◆ **Task**:
Rewrite everything from the row containing "column on this basis." down to the last row, requests included. Multiply each point coordinate in the answers by 0.65 and round it to a whole number, with halves rounded up.

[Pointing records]

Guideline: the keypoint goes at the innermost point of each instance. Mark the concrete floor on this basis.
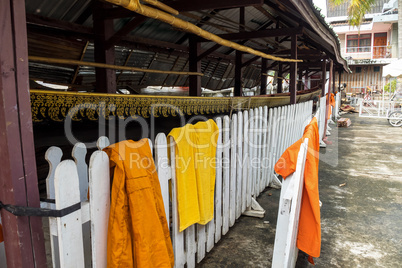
(361, 221)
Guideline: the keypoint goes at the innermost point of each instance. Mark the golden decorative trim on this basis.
(56, 105)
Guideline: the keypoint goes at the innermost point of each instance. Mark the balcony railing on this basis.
(369, 52)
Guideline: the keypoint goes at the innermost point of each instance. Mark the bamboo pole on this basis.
(107, 66)
(134, 5)
(162, 6)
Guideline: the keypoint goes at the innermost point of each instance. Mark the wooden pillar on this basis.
(323, 76)
(103, 30)
(194, 66)
(306, 82)
(24, 243)
(238, 86)
(333, 81)
(293, 71)
(264, 70)
(238, 90)
(280, 78)
(300, 80)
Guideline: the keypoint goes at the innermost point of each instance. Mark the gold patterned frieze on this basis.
(56, 105)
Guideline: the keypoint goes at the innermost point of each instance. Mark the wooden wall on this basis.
(357, 81)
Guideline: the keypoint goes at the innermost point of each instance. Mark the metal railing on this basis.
(367, 52)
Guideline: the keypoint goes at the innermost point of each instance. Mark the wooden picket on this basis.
(249, 144)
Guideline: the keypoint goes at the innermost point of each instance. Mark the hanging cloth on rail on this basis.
(309, 233)
(138, 234)
(195, 171)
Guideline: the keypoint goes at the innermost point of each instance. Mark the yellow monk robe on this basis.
(138, 233)
(309, 233)
(195, 171)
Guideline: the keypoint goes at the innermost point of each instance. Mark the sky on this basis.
(321, 4)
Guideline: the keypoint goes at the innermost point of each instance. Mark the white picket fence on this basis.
(249, 144)
(285, 250)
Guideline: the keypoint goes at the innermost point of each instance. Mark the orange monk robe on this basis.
(138, 233)
(309, 233)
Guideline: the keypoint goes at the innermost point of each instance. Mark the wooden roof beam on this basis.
(208, 51)
(263, 34)
(194, 5)
(250, 61)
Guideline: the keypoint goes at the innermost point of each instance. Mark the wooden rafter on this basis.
(193, 5)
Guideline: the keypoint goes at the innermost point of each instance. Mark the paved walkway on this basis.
(361, 192)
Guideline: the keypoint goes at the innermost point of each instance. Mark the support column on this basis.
(333, 81)
(300, 80)
(103, 30)
(323, 76)
(24, 243)
(293, 71)
(264, 70)
(194, 66)
(280, 78)
(238, 87)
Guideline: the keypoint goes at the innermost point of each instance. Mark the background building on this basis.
(369, 48)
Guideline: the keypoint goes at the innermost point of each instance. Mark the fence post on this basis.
(69, 227)
(99, 194)
(218, 184)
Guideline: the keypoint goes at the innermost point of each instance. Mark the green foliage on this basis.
(356, 11)
(390, 86)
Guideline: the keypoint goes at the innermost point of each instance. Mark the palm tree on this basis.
(358, 8)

◆ **Task result**:
Guideline: the keypoint goes at the innermost point of each instance. Mark the support column on this basis.
(216, 53)
(195, 52)
(67, 20)
(210, 49)
(16, 158)
(190, 46)
(172, 46)
(126, 43)
(182, 51)
(155, 57)
Guideline: the keypoint goes at the innermost point of each instance. Mark the background building on this basis.
(240, 31)
Guideline: the keypoint goes at the innermost point of each instance. Mark the fence post on this basis.
(45, 148)
(64, 126)
(142, 120)
Guideline: the keypoint goes at the innermost point of each instance. Mark the green foliage on this basis.
(231, 7)
(254, 56)
Guideline: the keypoint goes at the innermost point of each instance. Mark the palm tree on this basis.
(233, 5)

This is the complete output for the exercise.